EXERCISE REQUIREMENTS
1. Decide whether each statement agrees with the passage on the Four Courts shelling, answering yes or no and quoting the deciding words: (a) Ennis and Dalton are named as commandants who shelled the Four Courts; (b) Prof Garvin holds that the cultural loss can be reversed; (c) the Army Executive group in the Four Courts in 1922 is called a majority.
2. From the passage on the Four Courts shelling, quote the part from "Of course the" to "much more serious.".

-- start of PASSAGE PROVIDED --

One must ask if the Provisional Government and its forces, particularly Commdts Ennis and Dalton who shelled the Four Courts, were also so "apprised" of their care before they began the shelling?

Prof Garvin makes the statement: "The enormous cultural loss to the Irish nation perpetrated by this extraordinary act of cultural destruction can never be reversed; effectively it constituted an attempt to murder the nation as a collective entity with a collective memory."

Of course the question is whether the responsibility lay with those fired on, or with those who did the shelling? Or was it, perhaps, something other?

Republican apologists, then and now, would no doubt argue that the "murder" - to use Prof Garvin's own word - by the pro-Treaty authorities of the Republic to which they had sworn allegiance was much more serious.

Prof Garvin also equates the contemporary Provisional IRA with the minority group of the Army Executive in the Four Courts in 1922 - a very generous leap of historical imagination. To further drive his point home, he equates them with the Nazis too - the Right, Left and Centre of historical computer bugging, perhaps?

-- end of PASSAGE PROVIDED --
-- start of INFORMATION SHOWN --

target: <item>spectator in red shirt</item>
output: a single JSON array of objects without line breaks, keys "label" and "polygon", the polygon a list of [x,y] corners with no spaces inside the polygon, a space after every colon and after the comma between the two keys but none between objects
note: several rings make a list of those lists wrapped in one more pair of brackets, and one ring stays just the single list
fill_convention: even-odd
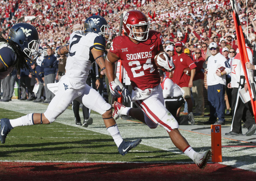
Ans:
[{"label": "spectator in red shirt", "polygon": [[[191,59],[183,52],[184,47],[182,42],[177,42],[175,43],[175,48],[177,54],[173,56],[173,63],[175,68],[173,80],[185,92],[183,97],[187,103],[188,112],[189,113],[192,112],[193,103],[191,99],[190,88],[193,85],[193,80],[197,66]],[[190,76],[184,73],[183,71],[185,69],[188,67],[191,70],[191,75]],[[178,109],[177,112],[177,117],[179,116],[180,108]]]},{"label": "spectator in red shirt", "polygon": [[201,55],[201,49],[197,49],[195,51],[196,58],[194,62],[197,66],[195,74],[193,79],[192,93],[195,100],[195,115],[201,116],[204,113],[205,102],[203,90],[204,85],[204,69],[203,64],[205,60]]}]

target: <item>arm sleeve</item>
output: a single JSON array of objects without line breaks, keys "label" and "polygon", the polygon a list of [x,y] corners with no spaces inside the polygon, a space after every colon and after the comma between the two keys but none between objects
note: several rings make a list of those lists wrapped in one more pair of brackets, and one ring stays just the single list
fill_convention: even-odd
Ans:
[{"label": "arm sleeve", "polygon": [[166,98],[168,97],[170,97],[171,93],[173,91],[173,86],[172,86],[171,80],[167,79],[165,81],[163,85],[163,95],[164,98]]}]

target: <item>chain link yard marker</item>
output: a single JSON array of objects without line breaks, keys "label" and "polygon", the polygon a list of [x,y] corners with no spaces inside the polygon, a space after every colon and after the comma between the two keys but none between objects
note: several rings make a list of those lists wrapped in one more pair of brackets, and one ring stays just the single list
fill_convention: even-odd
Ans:
[{"label": "chain link yard marker", "polygon": [[211,125],[211,161],[221,162],[221,125]]}]

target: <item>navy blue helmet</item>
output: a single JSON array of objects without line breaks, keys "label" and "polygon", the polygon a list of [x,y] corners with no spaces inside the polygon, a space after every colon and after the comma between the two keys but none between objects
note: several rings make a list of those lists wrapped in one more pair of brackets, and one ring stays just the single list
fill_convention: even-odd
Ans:
[{"label": "navy blue helmet", "polygon": [[109,35],[110,27],[106,20],[101,16],[92,16],[85,21],[85,32],[95,33],[104,37],[105,35]]},{"label": "navy blue helmet", "polygon": [[[20,23],[10,29],[7,40],[15,42],[30,59],[34,59],[39,53],[40,40],[35,28],[28,23]],[[32,56],[34,56],[32,58]]]}]

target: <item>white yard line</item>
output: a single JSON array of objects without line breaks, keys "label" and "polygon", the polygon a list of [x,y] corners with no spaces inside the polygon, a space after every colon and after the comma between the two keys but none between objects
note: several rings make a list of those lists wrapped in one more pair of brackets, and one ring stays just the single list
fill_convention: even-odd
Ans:
[{"label": "white yard line", "polygon": [[[2,102],[0,104],[0,108],[25,114],[32,112],[43,113],[46,110],[47,106],[47,105],[41,103],[17,100],[14,100],[9,102]],[[35,109],[35,108],[36,108]],[[0,115],[1,114],[0,113]],[[80,115],[81,117],[82,117],[82,114],[81,112]],[[66,110],[55,121],[75,127],[77,128],[81,129],[81,130],[86,129],[101,134],[110,135],[105,127],[101,116],[92,114],[91,117],[93,119],[93,123],[92,125],[86,128],[75,125],[74,113],[72,110]],[[1,118],[1,116],[0,118]],[[160,127],[158,127],[155,129],[150,129],[143,124],[121,119],[118,120],[117,122],[120,133],[123,138],[131,140],[141,138],[142,139],[141,144],[171,151],[177,154],[183,154],[171,142],[166,131]],[[50,125],[47,126],[50,127],[51,126]],[[49,128],[49,129],[53,128]],[[66,131],[65,129],[62,129],[61,131],[69,131],[68,129],[66,129]],[[202,149],[205,149],[206,147],[210,147],[211,140],[210,136],[182,130],[180,131],[195,151],[199,151]],[[79,137],[77,138],[79,138]],[[226,145],[231,141],[229,140],[223,139],[222,144],[223,145]],[[256,148],[224,148],[222,149],[223,162],[220,163],[256,172],[255,156]],[[59,162],[64,162],[61,161]],[[105,162],[102,161],[102,162]]]}]

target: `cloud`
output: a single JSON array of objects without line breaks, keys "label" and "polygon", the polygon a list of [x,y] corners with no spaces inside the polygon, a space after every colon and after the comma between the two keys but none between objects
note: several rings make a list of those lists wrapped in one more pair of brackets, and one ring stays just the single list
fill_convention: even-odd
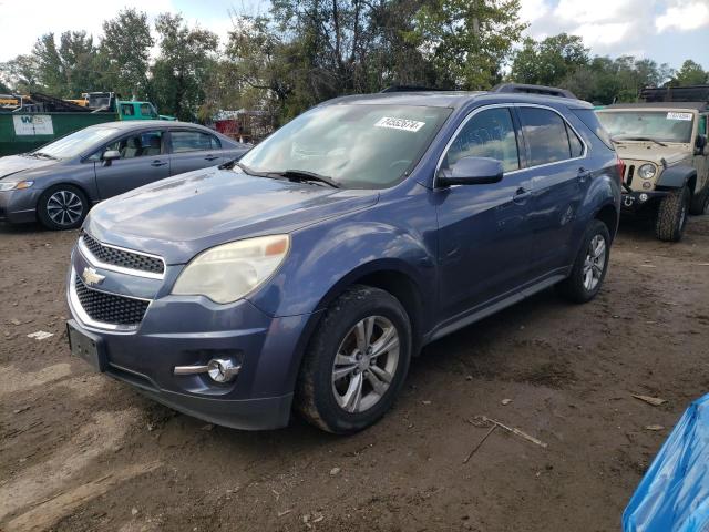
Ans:
[{"label": "cloud", "polygon": [[[165,11],[176,11],[172,0],[103,0],[100,12],[91,8],[68,9],[65,4],[50,0],[37,0],[32,3],[31,16],[21,18],[13,16],[10,3],[0,2],[2,17],[0,17],[0,62],[8,61],[20,53],[29,53],[39,37],[54,32],[56,35],[63,31],[85,30],[94,37],[94,42],[102,34],[104,19],[110,19],[124,8],[135,8],[145,11],[151,21],[157,14]],[[20,13],[20,11],[17,11]],[[114,14],[109,14],[114,13]],[[28,14],[25,12],[24,14]]]},{"label": "cloud", "polygon": [[709,25],[709,3],[692,2],[684,6],[670,6],[655,19],[658,33],[667,30],[692,31]]}]

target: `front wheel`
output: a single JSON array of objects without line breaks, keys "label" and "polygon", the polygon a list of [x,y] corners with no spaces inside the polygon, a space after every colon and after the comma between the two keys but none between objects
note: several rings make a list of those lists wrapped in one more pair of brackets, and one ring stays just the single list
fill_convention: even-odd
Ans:
[{"label": "front wheel", "polygon": [[389,410],[411,359],[411,324],[391,294],[354,286],[328,308],[306,351],[296,408],[328,432],[366,429]]},{"label": "front wheel", "polygon": [[86,217],[89,201],[72,185],[55,185],[40,196],[37,214],[44,227],[52,231],[75,229]]},{"label": "front wheel", "polygon": [[606,224],[594,219],[584,235],[571,275],[556,285],[557,291],[574,303],[586,303],[596,297],[608,270],[610,234]]},{"label": "front wheel", "polygon": [[684,186],[662,198],[657,209],[655,236],[665,242],[679,242],[687,225],[687,213],[690,201],[689,188]]}]

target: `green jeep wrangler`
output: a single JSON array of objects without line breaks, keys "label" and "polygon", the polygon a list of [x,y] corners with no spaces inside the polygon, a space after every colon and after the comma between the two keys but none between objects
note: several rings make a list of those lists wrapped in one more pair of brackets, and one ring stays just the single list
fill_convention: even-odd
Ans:
[{"label": "green jeep wrangler", "polygon": [[623,211],[654,215],[656,236],[678,242],[687,215],[709,209],[709,106],[628,103],[596,113],[625,163]]}]

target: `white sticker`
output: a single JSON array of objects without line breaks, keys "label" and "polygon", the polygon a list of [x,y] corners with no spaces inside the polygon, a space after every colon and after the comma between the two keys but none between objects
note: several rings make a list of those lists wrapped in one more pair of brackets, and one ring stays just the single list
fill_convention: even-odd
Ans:
[{"label": "white sticker", "polygon": [[425,122],[417,122],[415,120],[392,119],[383,116],[374,124],[374,127],[389,127],[390,130],[402,130],[415,133],[425,125]]},{"label": "white sticker", "polygon": [[20,135],[53,135],[52,117],[49,114],[19,114],[12,116],[14,134]]},{"label": "white sticker", "polygon": [[691,120],[691,113],[667,113],[667,120]]}]

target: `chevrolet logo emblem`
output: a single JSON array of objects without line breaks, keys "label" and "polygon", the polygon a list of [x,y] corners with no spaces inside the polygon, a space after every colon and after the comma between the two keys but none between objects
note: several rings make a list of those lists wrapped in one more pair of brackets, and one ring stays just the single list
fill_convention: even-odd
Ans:
[{"label": "chevrolet logo emblem", "polygon": [[103,279],[105,279],[106,276],[101,275],[96,273],[95,269],[86,266],[84,268],[83,274],[81,274],[81,278],[84,279],[84,284],[86,284],[86,286],[92,286],[92,285],[100,285],[101,283],[103,283]]}]

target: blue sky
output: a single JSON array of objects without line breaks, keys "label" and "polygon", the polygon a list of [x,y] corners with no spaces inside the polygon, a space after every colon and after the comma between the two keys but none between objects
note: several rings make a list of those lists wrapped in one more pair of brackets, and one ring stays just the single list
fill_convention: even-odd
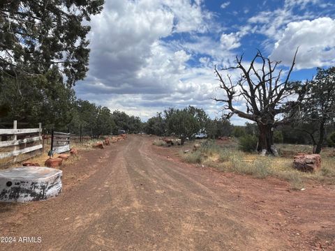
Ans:
[{"label": "blue sky", "polygon": [[285,69],[299,47],[291,79],[311,79],[335,65],[334,13],[327,0],[106,0],[92,18],[90,70],[77,96],[144,121],[187,105],[220,116],[214,65],[232,66],[242,53],[248,65],[259,49]]}]

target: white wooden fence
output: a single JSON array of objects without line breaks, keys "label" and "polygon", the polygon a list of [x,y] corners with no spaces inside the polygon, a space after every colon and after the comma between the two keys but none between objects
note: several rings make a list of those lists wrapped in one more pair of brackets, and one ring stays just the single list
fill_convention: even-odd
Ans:
[{"label": "white wooden fence", "polygon": [[[42,153],[42,125],[38,128],[0,129],[0,165],[22,161]],[[10,139],[8,140],[8,138]]]}]

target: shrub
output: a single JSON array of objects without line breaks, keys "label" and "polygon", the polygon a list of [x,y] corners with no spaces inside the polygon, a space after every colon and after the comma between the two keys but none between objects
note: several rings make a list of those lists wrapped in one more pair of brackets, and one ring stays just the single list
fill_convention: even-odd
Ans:
[{"label": "shrub", "polygon": [[327,139],[328,145],[331,147],[335,147],[335,132],[330,134]]},{"label": "shrub", "polygon": [[246,135],[239,138],[239,148],[245,152],[255,152],[256,151],[258,139],[254,135]]},{"label": "shrub", "polygon": [[246,135],[246,131],[242,127],[235,126],[232,134],[235,137],[240,137]]},{"label": "shrub", "polygon": [[283,143],[284,137],[283,137],[283,132],[281,131],[274,132],[274,143]]},{"label": "shrub", "polygon": [[162,139],[155,139],[154,142],[152,143],[153,145],[157,146],[167,146],[166,142],[164,140]]}]

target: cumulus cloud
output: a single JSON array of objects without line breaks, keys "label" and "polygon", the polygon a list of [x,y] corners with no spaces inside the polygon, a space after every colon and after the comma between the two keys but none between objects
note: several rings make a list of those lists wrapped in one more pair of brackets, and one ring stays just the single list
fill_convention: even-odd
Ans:
[{"label": "cumulus cloud", "polygon": [[191,68],[188,61],[197,50],[163,41],[175,33],[206,32],[211,13],[202,5],[201,0],[106,1],[92,18],[90,70],[76,86],[78,97],[144,119],[170,106],[212,105],[211,66]]},{"label": "cumulus cloud", "polygon": [[299,47],[297,68],[322,67],[335,63],[335,20],[320,17],[288,24],[270,57],[289,65]]},{"label": "cumulus cloud", "polygon": [[231,33],[230,34],[222,34],[220,38],[221,45],[223,48],[230,50],[238,48],[241,46],[238,34]]},{"label": "cumulus cloud", "polygon": [[221,7],[221,8],[226,8],[230,4],[230,1],[224,2],[224,3],[223,3],[221,5],[220,7]]}]

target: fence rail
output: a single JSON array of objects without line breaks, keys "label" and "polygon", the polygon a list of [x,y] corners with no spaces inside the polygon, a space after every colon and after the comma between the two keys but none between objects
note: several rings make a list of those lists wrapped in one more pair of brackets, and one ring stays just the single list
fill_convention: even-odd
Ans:
[{"label": "fence rail", "polygon": [[42,153],[41,133],[40,123],[38,128],[17,129],[17,123],[14,121],[13,129],[0,129],[0,165],[25,160]]},{"label": "fence rail", "polygon": [[70,133],[52,132],[51,139],[52,154],[70,151]]}]

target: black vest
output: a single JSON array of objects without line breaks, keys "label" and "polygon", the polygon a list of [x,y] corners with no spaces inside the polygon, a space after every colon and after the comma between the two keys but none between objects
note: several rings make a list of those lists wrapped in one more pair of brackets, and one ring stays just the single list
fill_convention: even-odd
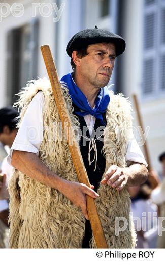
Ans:
[{"label": "black vest", "polygon": [[[79,121],[80,124],[80,128],[81,131],[81,135],[84,137],[82,136],[80,139],[79,145],[80,148],[80,151],[82,158],[84,163],[84,165],[87,171],[87,173],[88,176],[90,183],[94,186],[94,190],[96,192],[98,188],[99,182],[102,179],[103,174],[105,170],[106,167],[106,160],[104,157],[102,149],[103,147],[103,136],[101,136],[101,140],[100,138],[98,139],[95,140],[96,148],[97,148],[97,164],[95,171],[94,171],[95,168],[95,161],[91,163],[90,165],[89,164],[89,161],[88,160],[88,154],[89,151],[89,141],[91,141],[91,139],[93,137],[94,139],[97,138],[100,135],[102,135],[104,131],[104,128],[101,130],[101,134],[95,134],[94,132],[96,131],[96,129],[100,127],[103,125],[101,124],[100,120],[96,119],[95,122],[94,124],[93,131],[91,136],[90,137],[89,132],[87,127],[86,123],[83,117],[80,116],[80,115],[76,114],[75,112],[80,111],[80,109],[74,104],[73,103],[73,107],[74,108],[73,114],[76,115],[79,119]],[[103,118],[105,124],[107,124],[107,121],[106,119],[106,114],[103,113],[102,114]],[[84,127],[84,129],[83,129]],[[84,129],[84,127],[85,129]],[[86,138],[88,138],[88,140]],[[90,161],[92,161],[94,157],[94,151],[93,149],[90,151]],[[89,241],[92,237],[92,230],[91,228],[90,223],[89,220],[86,220],[85,223],[85,236],[83,238],[82,248],[89,248]]]}]

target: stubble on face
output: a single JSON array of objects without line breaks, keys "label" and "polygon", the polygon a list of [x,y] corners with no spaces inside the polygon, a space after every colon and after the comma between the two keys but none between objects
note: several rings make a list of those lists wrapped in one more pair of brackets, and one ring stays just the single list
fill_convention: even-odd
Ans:
[{"label": "stubble on face", "polygon": [[82,58],[81,73],[84,81],[96,89],[106,86],[111,78],[115,58],[113,43],[89,45],[87,55]]}]

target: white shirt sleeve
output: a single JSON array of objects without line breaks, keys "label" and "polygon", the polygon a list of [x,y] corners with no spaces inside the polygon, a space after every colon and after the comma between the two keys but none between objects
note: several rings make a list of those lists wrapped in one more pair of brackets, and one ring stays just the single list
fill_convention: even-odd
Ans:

-- end of INFORMATION SHOWN --

SOLVED TASKS
1.
(a) Yes: "Commdts Ennis and Dalton who shelled the Four Courts"
(b) No: "can never be reversed"
(c) No: "the minority group of the Army Executive in the Four Courts in 1922"

2.
Of course the question is whether the responsibility lay with those fired on, or with those who did the shelling? Or was it, perhaps, something other?

Republican apologists, then and now, would no doubt argue that the "murder" - to use Prof Garvin's own word - by the pro-Treaty authorities of the Republic to which they had sworn allegiance was much more serious.